Document segment>
========================

In other words, don’t look for the next Twitter to launch this weekend. And the digital we do have — with the possible exception of VR — has been around for long enough that the novelty has worn off, said journalist and author Rob Walker, himself a panelist. “There was this period when everybody got carried away with digital coming along. That it was going to wipe everything else out — that whatever is in ascendency will replace the older thing. That’s kind of never really true.”
Nor is it as permanent as we once assumed. “I used to think that digital was forever, that ‘oh, I’ll have these MP3s forever,’ said Walker. Instead he often finds himself trying to open old files and documents that were saved in an obsolete format. “Weirdly, a shoebox full of photos now seems more permanent than the pictures on your iPhone.”
It’s a feeling that carries over into the work we do. When everything is digital, will there be a paper trail of our careers? What will it all amount to? (Maybe all the open bars at SXSW are to help stave off existential meltdowns in Texas.)
“I’ve spoken at another big digital event last year in Barcelona, and was surprised by the amount of young digital designers asking me for advice on how to switch into a job in print design. There seems to be some frustration with working within these jobs that never offer a final, touchable thing,” said graphic designer and typographer Stefan Sagmeister. “As this machine-made ‘objective’ direction has now been the status quo for almost 100 years, a more human, hand-made, subjective, natural approach is the more effective way to communicate.”

========================

Supplied material>

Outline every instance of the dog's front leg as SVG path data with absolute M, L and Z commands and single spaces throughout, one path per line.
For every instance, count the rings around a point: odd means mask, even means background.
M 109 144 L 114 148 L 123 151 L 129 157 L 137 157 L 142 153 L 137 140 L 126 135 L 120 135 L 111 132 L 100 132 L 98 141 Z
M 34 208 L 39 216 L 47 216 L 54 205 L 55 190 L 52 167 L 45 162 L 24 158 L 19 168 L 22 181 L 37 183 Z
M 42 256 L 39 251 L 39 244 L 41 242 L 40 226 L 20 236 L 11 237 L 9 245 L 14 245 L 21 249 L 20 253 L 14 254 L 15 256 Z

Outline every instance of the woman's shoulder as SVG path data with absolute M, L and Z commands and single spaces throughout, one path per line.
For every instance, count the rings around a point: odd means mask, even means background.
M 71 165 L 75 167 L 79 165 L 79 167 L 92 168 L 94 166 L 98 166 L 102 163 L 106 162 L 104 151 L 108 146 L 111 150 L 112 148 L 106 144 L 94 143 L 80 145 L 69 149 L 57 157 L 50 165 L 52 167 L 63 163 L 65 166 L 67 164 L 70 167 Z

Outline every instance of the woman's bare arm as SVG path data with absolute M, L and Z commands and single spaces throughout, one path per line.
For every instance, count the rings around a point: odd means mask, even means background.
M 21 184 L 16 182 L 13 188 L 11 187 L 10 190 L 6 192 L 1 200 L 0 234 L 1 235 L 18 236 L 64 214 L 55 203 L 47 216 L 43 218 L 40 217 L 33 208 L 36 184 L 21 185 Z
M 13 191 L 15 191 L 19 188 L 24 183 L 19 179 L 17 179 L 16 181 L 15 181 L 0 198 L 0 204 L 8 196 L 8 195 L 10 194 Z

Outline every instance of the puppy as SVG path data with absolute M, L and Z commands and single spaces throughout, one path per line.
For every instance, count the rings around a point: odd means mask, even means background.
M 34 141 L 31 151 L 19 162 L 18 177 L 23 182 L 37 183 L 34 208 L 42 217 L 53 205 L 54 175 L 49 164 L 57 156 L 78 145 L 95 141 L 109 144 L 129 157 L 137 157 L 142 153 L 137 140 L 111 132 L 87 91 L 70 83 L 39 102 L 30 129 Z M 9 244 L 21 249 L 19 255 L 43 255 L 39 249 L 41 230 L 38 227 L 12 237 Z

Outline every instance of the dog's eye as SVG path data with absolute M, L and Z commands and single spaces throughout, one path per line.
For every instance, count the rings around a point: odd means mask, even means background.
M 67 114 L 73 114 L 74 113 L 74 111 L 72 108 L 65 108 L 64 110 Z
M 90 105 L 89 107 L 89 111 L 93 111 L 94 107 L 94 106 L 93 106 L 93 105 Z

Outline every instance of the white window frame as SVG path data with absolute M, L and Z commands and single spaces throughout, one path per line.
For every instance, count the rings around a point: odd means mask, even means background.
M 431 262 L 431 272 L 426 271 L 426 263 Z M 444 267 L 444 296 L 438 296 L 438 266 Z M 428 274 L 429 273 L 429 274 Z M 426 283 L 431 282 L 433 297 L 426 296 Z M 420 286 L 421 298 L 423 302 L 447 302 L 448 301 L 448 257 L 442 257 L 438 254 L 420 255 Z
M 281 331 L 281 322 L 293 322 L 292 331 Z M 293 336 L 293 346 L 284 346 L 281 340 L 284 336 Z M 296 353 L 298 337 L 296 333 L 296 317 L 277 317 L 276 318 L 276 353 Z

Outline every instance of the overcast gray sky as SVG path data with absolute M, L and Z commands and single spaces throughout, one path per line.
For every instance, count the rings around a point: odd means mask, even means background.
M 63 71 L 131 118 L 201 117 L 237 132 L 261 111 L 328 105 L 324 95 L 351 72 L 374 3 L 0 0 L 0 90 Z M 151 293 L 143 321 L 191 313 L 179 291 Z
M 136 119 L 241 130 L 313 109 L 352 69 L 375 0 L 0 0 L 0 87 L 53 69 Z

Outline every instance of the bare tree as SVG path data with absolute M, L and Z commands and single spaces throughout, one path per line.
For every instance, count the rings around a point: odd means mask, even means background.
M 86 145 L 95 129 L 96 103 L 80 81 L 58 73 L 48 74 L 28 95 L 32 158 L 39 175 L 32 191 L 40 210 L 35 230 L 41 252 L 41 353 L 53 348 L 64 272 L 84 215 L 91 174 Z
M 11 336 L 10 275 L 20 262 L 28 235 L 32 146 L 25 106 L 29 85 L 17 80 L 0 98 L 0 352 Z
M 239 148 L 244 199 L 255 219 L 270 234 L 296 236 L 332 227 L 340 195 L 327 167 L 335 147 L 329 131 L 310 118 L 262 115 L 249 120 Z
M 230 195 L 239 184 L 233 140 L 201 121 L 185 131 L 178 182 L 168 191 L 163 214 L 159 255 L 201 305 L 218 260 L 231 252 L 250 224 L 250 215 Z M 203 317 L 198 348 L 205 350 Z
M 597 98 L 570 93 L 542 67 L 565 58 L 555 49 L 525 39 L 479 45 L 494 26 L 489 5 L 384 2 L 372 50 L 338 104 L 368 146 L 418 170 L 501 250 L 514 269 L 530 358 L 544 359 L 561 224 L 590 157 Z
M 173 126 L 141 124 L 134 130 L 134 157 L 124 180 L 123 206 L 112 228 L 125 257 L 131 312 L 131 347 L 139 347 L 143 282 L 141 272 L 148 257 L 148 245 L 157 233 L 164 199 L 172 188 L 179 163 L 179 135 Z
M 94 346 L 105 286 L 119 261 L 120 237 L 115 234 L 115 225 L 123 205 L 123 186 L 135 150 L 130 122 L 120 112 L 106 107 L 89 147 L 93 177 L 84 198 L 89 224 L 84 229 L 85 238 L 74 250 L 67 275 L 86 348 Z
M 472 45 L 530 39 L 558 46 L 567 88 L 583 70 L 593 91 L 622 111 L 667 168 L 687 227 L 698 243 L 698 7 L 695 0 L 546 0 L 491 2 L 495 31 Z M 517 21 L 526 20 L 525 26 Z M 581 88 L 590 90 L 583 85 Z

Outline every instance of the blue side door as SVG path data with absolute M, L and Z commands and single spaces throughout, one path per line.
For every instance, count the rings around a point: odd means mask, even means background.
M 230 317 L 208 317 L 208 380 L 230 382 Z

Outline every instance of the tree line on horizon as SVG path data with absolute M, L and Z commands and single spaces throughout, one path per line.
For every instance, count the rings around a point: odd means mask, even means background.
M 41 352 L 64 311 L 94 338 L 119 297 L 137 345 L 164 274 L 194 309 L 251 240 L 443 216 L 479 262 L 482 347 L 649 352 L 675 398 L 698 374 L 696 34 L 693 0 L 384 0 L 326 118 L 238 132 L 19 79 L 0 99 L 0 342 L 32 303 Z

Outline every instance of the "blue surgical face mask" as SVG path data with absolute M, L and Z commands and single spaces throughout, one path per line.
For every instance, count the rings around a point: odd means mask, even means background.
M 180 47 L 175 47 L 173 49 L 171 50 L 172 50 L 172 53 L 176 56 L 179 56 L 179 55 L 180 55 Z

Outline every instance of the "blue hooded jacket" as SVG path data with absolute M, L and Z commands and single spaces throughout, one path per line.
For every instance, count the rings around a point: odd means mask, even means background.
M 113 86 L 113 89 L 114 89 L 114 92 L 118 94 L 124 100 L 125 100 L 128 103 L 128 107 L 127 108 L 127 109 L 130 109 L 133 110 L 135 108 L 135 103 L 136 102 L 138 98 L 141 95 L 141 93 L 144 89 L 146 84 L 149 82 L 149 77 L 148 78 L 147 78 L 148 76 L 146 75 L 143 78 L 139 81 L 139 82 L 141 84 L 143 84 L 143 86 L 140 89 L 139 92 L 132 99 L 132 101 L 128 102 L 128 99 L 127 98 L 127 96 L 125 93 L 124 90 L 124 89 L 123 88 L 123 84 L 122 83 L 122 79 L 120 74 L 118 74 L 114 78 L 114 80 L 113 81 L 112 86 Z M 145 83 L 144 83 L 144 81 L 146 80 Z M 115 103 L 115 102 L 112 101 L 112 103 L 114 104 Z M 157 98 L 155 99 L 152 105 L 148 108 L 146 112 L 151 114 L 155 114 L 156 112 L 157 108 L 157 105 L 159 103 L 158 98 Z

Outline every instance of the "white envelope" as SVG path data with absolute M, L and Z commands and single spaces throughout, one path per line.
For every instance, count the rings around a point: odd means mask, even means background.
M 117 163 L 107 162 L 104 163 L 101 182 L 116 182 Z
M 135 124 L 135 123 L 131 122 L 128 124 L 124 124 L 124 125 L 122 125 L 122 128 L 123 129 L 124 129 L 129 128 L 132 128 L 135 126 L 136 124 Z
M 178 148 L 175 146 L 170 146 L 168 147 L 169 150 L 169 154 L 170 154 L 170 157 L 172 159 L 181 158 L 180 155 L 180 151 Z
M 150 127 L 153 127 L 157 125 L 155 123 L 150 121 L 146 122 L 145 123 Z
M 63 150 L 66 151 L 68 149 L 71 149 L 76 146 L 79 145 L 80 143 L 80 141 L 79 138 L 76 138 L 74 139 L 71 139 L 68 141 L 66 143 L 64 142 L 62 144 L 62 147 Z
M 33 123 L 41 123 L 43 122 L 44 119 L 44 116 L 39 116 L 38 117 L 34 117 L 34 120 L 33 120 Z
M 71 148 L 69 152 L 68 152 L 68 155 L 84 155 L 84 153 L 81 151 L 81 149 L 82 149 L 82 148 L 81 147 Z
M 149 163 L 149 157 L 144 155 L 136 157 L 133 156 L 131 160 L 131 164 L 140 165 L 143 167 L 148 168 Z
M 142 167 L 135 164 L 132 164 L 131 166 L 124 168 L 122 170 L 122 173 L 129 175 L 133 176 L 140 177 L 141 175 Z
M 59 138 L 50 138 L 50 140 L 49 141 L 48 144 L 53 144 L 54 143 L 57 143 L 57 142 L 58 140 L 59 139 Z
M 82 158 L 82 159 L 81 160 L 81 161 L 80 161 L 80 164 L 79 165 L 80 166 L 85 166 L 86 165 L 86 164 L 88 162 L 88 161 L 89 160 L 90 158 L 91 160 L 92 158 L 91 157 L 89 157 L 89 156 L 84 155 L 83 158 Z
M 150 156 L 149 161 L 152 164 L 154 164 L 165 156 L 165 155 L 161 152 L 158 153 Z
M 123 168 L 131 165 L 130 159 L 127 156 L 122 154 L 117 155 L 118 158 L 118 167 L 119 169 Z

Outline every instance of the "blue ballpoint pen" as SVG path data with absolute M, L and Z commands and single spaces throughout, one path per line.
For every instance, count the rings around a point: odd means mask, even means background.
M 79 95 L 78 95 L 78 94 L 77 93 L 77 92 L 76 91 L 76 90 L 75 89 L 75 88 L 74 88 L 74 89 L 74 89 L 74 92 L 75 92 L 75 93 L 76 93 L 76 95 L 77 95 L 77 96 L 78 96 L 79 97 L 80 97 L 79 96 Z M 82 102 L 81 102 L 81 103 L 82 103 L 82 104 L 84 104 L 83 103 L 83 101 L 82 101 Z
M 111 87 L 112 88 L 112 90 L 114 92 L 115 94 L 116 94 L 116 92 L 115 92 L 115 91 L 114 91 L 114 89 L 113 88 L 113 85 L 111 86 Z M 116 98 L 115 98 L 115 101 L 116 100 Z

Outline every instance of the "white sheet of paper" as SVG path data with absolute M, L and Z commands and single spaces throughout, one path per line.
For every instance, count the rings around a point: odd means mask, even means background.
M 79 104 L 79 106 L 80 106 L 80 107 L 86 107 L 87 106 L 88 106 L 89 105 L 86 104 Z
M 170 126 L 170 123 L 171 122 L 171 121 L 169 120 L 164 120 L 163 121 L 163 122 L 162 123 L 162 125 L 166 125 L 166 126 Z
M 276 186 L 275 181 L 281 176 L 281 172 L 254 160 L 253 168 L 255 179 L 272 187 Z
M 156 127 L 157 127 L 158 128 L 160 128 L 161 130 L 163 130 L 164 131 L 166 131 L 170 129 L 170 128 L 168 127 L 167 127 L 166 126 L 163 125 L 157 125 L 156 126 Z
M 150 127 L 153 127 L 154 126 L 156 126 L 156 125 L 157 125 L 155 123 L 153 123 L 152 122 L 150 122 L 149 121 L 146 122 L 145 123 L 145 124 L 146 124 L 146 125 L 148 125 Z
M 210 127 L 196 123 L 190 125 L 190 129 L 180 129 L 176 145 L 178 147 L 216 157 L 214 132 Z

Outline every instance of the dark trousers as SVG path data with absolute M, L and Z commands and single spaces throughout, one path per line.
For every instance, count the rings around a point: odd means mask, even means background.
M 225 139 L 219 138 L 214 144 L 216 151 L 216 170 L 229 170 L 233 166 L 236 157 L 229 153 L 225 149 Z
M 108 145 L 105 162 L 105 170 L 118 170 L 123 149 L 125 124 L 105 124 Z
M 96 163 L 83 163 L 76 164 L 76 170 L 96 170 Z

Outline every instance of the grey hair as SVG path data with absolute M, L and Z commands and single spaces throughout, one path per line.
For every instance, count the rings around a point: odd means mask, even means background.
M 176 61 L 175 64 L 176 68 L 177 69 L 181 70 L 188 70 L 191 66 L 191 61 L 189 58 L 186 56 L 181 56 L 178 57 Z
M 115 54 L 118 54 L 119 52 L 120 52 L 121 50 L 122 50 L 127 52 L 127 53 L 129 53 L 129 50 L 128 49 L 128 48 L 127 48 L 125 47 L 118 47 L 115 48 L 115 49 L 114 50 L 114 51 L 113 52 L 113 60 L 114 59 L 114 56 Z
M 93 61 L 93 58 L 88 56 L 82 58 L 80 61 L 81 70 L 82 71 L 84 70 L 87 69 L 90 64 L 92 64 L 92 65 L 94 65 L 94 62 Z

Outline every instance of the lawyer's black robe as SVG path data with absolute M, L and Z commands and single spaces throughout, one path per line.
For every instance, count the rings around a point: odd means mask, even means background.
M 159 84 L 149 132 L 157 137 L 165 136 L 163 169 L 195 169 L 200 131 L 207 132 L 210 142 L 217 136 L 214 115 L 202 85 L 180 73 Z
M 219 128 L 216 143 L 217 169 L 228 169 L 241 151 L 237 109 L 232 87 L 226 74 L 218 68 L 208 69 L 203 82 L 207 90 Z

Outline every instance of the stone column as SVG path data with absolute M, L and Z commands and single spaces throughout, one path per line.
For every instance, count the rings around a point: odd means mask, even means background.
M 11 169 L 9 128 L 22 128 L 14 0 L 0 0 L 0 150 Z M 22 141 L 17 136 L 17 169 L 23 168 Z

========================

Written exercise>
Retype the part of the excerpt about digital media that opens with the words containing "It’s a feeling" and closes with "meltdowns in Texas.)".

Solution below>
It’s a feeling that carries over into the work we do. When everything is digital, will there be a paper trail of our careers? What will it all amount to? (Maybe all the open bars at SXSW are to help stave off existential meltdowns in Texas.)